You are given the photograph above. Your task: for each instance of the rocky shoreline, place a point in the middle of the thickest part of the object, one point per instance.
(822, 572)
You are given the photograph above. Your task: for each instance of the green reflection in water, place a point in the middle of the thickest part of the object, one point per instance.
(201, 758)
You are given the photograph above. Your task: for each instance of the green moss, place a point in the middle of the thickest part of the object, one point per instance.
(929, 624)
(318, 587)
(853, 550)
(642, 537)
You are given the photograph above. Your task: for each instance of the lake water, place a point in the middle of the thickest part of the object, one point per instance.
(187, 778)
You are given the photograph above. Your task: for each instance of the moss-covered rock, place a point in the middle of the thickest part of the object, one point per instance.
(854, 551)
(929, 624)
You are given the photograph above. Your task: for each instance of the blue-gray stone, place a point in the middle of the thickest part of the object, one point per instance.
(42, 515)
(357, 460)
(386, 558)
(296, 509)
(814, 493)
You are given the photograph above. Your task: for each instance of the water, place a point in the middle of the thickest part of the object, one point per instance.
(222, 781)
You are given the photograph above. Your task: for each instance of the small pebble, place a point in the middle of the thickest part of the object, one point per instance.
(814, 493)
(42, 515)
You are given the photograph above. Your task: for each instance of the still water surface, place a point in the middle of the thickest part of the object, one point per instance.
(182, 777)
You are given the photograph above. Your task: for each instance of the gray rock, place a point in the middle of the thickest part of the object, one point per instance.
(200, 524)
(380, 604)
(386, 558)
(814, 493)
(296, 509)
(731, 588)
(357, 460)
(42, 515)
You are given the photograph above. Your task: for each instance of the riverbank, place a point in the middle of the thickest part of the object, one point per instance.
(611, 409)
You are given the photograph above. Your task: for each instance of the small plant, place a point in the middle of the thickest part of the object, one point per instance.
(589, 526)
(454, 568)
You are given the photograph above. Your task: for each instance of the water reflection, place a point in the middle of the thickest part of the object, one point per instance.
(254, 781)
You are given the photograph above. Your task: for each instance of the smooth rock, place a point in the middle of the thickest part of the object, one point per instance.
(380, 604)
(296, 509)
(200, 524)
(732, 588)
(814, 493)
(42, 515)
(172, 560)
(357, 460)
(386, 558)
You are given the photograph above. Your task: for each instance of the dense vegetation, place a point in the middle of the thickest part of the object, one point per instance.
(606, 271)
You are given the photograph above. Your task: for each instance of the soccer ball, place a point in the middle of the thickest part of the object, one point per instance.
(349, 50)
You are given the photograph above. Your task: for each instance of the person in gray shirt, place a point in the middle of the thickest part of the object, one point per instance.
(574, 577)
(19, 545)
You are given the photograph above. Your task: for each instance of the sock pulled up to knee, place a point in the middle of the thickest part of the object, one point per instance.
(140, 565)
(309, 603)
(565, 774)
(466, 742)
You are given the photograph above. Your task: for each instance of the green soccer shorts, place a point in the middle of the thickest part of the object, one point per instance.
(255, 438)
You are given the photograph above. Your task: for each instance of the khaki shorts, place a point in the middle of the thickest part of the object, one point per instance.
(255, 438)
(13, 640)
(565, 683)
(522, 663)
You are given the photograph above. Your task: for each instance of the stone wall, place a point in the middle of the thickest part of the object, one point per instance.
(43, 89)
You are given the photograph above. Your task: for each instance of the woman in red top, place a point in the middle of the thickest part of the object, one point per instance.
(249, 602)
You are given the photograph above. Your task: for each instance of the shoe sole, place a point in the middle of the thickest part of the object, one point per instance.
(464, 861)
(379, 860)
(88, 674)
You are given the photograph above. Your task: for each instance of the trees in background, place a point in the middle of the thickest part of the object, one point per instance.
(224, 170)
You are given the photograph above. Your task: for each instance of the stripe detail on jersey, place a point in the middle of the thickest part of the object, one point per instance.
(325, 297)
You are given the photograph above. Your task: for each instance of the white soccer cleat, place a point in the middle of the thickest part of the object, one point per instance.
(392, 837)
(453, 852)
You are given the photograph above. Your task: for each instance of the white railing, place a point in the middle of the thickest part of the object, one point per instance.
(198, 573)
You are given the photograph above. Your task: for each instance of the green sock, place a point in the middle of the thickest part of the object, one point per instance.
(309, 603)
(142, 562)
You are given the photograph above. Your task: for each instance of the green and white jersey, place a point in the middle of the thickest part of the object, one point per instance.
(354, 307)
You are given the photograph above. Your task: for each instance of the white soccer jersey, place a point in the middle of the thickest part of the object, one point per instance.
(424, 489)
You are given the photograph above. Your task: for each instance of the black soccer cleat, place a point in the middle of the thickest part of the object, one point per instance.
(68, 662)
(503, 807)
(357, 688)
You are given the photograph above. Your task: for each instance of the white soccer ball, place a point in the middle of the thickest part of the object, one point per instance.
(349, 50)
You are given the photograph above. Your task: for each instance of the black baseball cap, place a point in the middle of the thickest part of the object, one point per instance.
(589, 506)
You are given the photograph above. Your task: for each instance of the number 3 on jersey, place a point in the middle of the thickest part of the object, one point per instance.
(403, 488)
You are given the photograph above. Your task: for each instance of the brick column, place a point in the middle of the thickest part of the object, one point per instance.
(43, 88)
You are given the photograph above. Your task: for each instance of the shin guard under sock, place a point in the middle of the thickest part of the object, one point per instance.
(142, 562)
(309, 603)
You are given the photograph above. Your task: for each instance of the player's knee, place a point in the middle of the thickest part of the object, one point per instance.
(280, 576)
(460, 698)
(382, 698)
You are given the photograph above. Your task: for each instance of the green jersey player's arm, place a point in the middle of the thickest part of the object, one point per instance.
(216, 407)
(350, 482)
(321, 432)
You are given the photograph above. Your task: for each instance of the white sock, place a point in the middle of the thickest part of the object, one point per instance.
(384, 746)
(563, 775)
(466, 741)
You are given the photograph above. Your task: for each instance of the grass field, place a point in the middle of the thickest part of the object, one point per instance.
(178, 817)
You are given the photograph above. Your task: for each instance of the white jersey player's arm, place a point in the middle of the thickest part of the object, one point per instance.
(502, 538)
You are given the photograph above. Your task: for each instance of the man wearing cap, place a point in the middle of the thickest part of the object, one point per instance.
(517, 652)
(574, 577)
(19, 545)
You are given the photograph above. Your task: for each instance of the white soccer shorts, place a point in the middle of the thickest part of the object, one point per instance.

◆ **Aim of the task**:
Print precisely the lines from the one with "of the grass" through the end of the data above, adding nothing.

◆ **Written solution**:
You are given the photograph above. Your task: for each instance of the grass field, place a point in the middle of the thickest part of the object, one point per instance.
(178, 817)
You are given the photograph above. Your task: for each instance of the white jersey player's arm, place a point in the middle of the thickest part of the object, one point per instance.
(502, 538)
You are given the photograph above. Your task: for each instance of the man wearing cap, place a point in the middle of the thickest part of the object, one point per instance.
(517, 652)
(574, 577)
(19, 545)
You are given the photograph above. Your task: for each instance of the white soccer shorts, place a point in the middle of the thickest part of the object, one point per instance.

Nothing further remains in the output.